**PASSAGE SHOWN**.
# # # #
Humans are stuff, just like any other feature of the world, that FAI would optimize, and on stuff-level it makes no difference that people prefer to be "free to optimize". You are "free to optimize" in a deterministic universe, it's the way this stuff is (being) arranged that makes the difference, and it's the content of human preference that says it shouldn't have some features like undeserved million-dollar bags falling from the sky, where undeserved is another function of stuff. An important subtlety of preference is that it makes different features of perhaps mutually exclusive possible scenarios depend on each other, so the fact that one should care about what could be and how it's related to what could be otherwise and even to how it's chosen what to actually realize is about scope of what preference describes, not about specific instance of preference. That is, in a manner of speaking, it's saying that you need an Int32, not a Bool to hold this variable, but that Int32 seems big enough.
Furthermore, considering the kind of dependence you described in that post you linked seems fundamental from a certain logical standpoint, for any system (not even "AI"). If you build the ontology for FAI on its epistemology, that is you don't consider it as already knowing anything but only as having its program that could interact with anything, then the possible futures and its own decision-making are already there (and it's all there is, from its point of view). All it can do, on this conceptual level, is to craft proofs (plans, designs of actions) that have the property of having certain internal dependencies in them, with the AI itself being the "current snapshot" of what it's planning. That's enough to handle the "free to optimize" requirement, given the right program.
# # # #
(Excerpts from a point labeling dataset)
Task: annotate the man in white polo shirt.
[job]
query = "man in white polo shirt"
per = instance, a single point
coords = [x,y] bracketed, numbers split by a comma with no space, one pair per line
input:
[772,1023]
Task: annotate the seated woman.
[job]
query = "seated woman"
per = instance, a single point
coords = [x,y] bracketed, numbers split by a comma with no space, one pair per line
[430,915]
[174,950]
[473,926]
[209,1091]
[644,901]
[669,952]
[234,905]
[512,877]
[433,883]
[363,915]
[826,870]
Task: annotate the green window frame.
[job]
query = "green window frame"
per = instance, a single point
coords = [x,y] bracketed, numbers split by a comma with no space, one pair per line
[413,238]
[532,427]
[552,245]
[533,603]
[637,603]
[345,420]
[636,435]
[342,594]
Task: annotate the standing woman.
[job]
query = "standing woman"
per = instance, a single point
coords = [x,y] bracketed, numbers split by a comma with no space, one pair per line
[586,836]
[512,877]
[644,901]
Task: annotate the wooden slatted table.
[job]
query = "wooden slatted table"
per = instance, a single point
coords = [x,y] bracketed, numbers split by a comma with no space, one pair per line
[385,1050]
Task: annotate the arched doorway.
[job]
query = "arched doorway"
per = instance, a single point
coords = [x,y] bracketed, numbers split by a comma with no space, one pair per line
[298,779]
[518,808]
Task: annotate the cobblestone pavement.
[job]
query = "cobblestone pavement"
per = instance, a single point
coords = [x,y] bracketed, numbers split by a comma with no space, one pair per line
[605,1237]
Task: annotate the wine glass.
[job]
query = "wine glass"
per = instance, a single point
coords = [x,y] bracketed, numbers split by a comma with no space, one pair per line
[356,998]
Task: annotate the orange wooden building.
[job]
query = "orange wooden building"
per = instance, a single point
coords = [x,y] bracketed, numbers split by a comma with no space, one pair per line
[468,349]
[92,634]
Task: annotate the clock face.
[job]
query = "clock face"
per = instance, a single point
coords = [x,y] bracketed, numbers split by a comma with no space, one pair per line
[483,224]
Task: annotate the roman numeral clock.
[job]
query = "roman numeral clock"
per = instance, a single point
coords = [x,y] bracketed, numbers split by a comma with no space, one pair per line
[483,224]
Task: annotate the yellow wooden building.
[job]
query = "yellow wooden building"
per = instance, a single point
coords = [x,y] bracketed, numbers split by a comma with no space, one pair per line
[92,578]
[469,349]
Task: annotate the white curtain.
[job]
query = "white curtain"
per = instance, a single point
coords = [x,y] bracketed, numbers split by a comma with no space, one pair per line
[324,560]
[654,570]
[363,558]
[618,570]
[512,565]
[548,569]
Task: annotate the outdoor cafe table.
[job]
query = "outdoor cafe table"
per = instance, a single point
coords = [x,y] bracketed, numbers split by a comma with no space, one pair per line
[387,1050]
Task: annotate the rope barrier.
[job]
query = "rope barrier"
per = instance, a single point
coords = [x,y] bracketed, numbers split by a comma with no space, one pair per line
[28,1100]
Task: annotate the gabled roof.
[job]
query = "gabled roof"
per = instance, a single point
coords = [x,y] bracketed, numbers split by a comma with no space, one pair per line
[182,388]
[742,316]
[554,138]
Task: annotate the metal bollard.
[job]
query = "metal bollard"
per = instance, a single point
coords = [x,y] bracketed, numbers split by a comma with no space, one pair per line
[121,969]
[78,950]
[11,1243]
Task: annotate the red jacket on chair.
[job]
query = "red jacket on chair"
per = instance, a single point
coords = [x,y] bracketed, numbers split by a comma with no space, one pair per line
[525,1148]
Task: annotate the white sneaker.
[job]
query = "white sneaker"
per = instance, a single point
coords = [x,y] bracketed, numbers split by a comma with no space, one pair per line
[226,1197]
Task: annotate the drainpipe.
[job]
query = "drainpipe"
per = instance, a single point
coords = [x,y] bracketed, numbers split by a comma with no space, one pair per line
# # # #
**YOUR OBJECTIVE**.
In the passage on preference and optimization, what type does the writer say you need instead of a Bool to hold this variable?

**REPLY TO THE TASK**.
An Int32.